» **What the task requires**
Please reproduce the part of the rows below that opens with the line containing "Where can you see the wooden" and closes with the line containing "[[288, 198], [496, 171]]", both included. Copy those lines character for character and include nothing else.

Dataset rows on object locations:
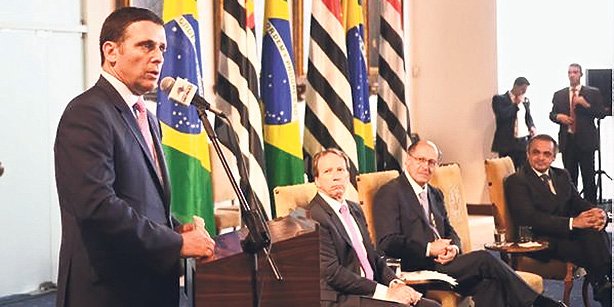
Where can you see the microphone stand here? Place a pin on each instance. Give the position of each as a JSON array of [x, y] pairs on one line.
[[599, 171], [258, 237]]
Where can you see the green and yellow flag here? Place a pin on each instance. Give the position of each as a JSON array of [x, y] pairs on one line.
[[282, 147], [183, 137]]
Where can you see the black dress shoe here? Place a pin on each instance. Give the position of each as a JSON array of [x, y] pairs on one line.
[[544, 301], [602, 291]]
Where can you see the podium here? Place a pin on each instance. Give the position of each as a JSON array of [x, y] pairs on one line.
[[229, 277]]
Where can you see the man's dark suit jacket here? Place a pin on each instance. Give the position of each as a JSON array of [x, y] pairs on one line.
[[402, 228], [339, 266], [505, 116], [118, 244], [531, 203], [586, 132]]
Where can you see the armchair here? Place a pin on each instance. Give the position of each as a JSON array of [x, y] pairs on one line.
[[496, 171]]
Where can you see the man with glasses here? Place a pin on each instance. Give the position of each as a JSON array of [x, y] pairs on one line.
[[411, 223]]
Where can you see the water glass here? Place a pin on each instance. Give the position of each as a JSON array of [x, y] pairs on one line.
[[525, 234], [395, 265], [499, 237]]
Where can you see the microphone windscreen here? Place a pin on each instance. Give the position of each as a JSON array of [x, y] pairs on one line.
[[167, 84]]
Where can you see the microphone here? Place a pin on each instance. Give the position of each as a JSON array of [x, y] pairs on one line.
[[184, 92]]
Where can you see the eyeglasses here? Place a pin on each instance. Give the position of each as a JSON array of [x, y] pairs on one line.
[[432, 163]]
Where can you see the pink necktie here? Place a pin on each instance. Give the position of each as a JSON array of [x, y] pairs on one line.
[[424, 201], [359, 248], [144, 127], [572, 110]]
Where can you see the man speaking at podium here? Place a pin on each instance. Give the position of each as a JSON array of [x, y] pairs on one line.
[[351, 273], [119, 245]]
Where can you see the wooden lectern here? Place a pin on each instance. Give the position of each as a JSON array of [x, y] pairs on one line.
[[229, 279]]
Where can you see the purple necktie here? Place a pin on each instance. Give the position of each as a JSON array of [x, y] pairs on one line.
[[359, 248], [424, 201]]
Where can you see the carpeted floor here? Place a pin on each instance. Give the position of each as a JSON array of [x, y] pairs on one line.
[[553, 288], [481, 230]]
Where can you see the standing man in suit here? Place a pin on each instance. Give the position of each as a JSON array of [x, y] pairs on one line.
[[514, 122], [351, 272], [543, 197], [412, 224], [575, 108], [120, 245]]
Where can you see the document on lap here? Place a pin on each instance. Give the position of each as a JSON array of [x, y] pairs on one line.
[[428, 275]]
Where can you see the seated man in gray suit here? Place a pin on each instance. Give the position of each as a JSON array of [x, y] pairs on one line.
[[412, 224], [545, 198], [351, 272]]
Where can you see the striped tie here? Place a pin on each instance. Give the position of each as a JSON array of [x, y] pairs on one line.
[[357, 244]]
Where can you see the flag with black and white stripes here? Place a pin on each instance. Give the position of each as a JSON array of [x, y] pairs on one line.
[[328, 113], [237, 96], [393, 126]]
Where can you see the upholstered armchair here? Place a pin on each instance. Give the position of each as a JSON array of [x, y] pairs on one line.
[[288, 198], [496, 171]]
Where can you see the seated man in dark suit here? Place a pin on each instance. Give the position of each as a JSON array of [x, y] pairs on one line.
[[412, 224], [544, 197], [351, 273]]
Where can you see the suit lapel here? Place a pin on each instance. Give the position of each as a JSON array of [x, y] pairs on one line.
[[334, 219], [413, 204], [364, 232], [128, 118], [437, 211]]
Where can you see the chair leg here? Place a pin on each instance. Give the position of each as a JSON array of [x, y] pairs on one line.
[[585, 299], [568, 282]]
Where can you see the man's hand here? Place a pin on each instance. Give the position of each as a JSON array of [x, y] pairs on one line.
[[593, 218], [197, 243], [196, 240], [449, 255], [516, 100], [532, 131], [399, 292], [438, 247], [564, 119], [579, 100]]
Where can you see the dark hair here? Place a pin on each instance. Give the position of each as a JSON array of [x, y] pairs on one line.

» **Output of the task**
Where can you see the wooden lectern here? Place a pin on each instance. Give the position of each as a JSON array of [x, y] pairs on one line.
[[229, 279]]
Where can you see the purple necktie here? Place a pin on each instance. Give the position of each as a JSON array of [x, y] pairs on one line.
[[359, 248], [424, 201]]
Where can you see the carpeted floor here? Place a pin on each instance. Give the position of each as a JSON array of [x, y] pairs on one line.
[[553, 288], [481, 230]]
Where can you see the standing man in suit here? Place a pin on each instance. Give the position of each as a JSON array of [x, y] pairs on one line.
[[514, 122], [351, 272], [543, 197], [412, 224], [575, 108], [120, 245]]
Where can you see the document on lap here? Place a pin on each instance. Give the position of each as a JSON array of [x, y] pairs on one line.
[[428, 275]]
Where can you see the seated man in gray suit here? Place a pin on each instance. Give the position of each as a JSON array of [x, y] pairs on one line.
[[412, 224], [545, 198], [351, 272]]
Where can you see the striped tie here? Place a pin on each instance. Give the position of each as a JSON array of [x, y] pairs on one line.
[[357, 244]]
Where can you see the flag with black and white stripes here? Place a pin on each instance. Give the position of each as a JSON array of [x, y] pairs on one line.
[[328, 113], [237, 96], [393, 126]]
Where can you see the upholstered armchair here? Place a pin on each instance. Give the position of each as a JSON array of [x, y] pairs on one line.
[[288, 198], [496, 171]]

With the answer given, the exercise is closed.